# [SET PROBLEM]
Starting at the line containing "Every instance of the white" and ending with the line containing "Target: white border", rewrite those entries with "white border" swapped for "black border". Leave everything else as it is.

>> START STORED RECORDS

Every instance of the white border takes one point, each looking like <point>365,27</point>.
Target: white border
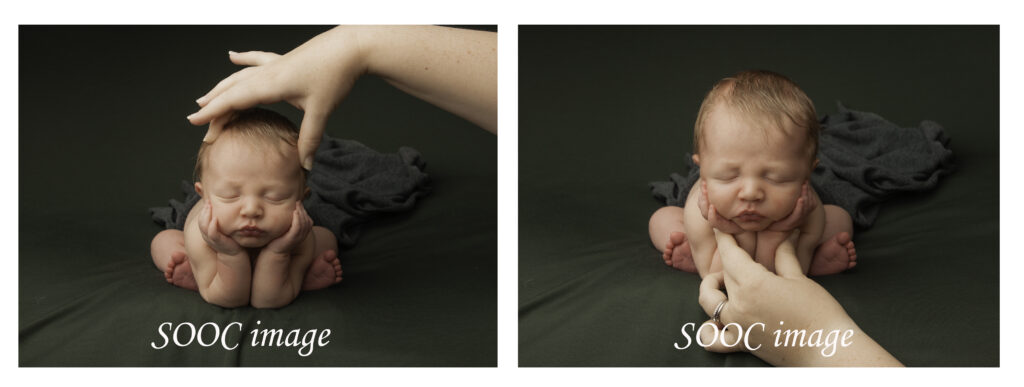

>> END STORED RECORDS
>> START STORED RECORDS

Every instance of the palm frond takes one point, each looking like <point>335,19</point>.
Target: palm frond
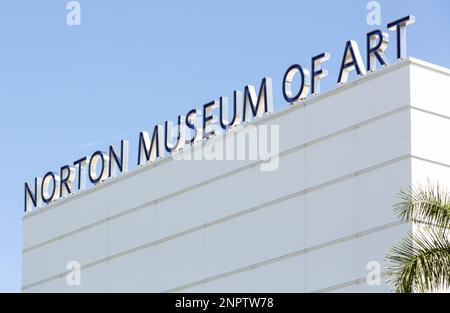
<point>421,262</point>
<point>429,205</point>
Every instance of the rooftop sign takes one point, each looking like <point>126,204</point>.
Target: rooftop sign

>> END STORED RECORDS

# [EXPECTED ANSWER]
Every instance of the black border takes one point, each looking like <point>365,27</point>.
Target: black border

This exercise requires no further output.